▸ EXERCISE: Count how many lines of the items below contain the word "stone", and give only that number.

Excerpt from the dataset:
──────────

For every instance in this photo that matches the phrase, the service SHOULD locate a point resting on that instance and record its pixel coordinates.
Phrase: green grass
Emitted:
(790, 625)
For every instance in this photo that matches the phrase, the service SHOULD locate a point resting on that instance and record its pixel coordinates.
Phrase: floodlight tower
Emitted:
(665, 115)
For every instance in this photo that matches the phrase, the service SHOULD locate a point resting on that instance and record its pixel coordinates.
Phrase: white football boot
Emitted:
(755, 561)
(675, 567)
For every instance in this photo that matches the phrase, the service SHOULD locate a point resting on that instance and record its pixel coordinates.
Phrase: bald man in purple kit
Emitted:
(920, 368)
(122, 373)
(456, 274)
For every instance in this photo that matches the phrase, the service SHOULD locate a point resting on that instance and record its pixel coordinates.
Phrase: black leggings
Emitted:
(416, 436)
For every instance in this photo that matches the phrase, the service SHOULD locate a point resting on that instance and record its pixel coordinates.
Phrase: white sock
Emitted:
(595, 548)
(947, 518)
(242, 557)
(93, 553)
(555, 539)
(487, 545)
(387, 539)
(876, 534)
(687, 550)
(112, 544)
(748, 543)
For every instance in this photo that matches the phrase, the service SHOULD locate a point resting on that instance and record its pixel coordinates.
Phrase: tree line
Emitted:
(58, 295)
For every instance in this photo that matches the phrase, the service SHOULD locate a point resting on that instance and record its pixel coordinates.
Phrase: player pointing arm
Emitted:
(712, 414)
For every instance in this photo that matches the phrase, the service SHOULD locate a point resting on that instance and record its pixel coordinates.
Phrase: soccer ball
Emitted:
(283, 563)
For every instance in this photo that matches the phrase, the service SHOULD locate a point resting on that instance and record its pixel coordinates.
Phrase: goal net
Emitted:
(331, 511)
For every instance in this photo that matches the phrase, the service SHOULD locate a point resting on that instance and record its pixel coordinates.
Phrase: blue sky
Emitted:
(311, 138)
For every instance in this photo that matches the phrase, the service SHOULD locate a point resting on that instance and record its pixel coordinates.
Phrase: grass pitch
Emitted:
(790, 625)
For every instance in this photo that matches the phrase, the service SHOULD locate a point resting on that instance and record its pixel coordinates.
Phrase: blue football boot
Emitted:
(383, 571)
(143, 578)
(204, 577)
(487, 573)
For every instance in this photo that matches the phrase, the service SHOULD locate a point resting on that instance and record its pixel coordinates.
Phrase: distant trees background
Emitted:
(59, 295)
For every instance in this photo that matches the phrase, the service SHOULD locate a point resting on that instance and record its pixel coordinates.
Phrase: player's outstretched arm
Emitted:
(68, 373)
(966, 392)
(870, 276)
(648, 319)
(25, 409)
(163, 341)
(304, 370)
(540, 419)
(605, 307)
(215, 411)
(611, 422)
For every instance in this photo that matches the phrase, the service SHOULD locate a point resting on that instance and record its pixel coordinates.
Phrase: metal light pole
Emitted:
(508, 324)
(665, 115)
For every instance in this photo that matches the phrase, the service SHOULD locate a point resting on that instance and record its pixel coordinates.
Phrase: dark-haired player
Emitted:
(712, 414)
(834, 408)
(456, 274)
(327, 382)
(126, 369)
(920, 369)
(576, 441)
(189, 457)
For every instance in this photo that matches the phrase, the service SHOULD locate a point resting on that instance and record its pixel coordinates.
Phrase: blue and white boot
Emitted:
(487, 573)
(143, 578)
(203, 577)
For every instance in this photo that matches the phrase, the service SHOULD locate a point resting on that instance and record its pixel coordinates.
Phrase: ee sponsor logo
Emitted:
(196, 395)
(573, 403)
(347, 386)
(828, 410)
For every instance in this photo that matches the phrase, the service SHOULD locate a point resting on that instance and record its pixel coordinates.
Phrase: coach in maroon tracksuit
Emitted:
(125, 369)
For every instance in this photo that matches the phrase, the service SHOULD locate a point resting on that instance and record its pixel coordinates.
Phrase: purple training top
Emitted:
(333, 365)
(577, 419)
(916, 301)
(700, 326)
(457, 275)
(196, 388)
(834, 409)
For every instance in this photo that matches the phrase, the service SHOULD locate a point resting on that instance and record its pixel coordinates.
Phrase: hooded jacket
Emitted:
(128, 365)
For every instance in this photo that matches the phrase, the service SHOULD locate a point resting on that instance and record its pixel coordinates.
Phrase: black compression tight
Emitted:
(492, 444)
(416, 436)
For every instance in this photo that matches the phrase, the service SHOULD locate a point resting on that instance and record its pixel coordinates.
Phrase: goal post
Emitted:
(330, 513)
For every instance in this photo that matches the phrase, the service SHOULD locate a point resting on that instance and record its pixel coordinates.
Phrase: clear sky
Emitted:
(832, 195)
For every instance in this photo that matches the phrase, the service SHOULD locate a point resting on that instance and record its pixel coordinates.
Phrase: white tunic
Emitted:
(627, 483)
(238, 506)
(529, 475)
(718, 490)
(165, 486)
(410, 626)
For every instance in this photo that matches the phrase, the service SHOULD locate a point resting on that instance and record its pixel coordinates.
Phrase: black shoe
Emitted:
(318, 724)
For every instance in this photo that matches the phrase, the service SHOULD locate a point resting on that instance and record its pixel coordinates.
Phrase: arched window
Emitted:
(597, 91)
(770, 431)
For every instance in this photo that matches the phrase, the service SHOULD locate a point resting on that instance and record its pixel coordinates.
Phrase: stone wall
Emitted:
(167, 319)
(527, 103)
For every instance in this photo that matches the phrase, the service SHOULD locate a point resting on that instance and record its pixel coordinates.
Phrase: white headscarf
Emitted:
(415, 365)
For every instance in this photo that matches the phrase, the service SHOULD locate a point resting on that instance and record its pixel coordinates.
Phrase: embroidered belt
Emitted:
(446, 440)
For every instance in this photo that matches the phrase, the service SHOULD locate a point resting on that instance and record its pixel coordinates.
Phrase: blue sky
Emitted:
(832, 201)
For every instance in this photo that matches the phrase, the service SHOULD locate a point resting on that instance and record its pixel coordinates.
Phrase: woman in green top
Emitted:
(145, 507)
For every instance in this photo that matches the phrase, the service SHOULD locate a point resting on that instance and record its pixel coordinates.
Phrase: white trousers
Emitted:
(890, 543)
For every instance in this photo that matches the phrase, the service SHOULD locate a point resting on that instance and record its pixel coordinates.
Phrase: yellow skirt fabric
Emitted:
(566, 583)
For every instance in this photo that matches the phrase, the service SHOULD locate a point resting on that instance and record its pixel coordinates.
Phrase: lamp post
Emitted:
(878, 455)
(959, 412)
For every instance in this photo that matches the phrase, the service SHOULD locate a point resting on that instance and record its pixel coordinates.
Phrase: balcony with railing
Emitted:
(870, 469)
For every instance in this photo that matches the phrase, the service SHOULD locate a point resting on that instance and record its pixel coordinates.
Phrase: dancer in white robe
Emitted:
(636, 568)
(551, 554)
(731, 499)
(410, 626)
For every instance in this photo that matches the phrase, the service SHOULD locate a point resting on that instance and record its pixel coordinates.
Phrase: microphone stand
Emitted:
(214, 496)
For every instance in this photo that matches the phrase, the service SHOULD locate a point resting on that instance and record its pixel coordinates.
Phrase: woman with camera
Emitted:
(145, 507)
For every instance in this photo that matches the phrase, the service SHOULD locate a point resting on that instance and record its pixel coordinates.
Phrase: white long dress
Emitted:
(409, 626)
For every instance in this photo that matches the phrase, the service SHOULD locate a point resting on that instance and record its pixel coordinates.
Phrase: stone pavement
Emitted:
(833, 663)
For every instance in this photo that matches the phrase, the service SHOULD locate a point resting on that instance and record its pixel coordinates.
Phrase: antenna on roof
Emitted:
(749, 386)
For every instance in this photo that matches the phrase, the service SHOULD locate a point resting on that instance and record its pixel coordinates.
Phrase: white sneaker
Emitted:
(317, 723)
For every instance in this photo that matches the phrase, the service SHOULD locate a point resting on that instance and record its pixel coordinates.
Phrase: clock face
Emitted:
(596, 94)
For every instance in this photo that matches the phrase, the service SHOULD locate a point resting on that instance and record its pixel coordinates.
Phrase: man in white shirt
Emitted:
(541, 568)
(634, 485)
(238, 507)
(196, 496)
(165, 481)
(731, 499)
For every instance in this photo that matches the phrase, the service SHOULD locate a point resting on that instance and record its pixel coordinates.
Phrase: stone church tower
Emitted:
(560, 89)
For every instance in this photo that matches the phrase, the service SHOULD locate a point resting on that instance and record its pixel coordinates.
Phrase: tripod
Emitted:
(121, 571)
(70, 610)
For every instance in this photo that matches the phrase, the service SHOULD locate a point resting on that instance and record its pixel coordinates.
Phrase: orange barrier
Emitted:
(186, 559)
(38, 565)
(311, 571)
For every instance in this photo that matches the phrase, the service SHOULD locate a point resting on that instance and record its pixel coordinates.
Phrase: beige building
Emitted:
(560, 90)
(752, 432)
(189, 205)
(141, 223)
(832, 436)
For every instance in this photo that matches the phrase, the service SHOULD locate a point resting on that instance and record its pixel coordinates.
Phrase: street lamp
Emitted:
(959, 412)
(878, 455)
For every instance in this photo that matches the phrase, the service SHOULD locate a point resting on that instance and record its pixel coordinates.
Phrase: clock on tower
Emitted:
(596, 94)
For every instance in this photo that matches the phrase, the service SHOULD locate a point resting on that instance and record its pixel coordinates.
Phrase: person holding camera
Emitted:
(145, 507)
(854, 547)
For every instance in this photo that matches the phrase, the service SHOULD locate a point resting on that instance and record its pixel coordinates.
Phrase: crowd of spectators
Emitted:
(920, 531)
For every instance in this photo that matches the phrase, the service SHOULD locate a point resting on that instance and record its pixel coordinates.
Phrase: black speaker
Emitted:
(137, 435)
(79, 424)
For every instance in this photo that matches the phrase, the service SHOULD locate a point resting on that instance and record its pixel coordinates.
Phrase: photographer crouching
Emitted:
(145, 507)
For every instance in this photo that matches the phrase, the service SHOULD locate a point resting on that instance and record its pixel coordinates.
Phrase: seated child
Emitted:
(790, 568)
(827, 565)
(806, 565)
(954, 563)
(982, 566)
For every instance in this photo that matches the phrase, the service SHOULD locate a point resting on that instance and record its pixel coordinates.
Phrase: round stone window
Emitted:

──────────

▸ RESULT OF THE EXERCISE: 4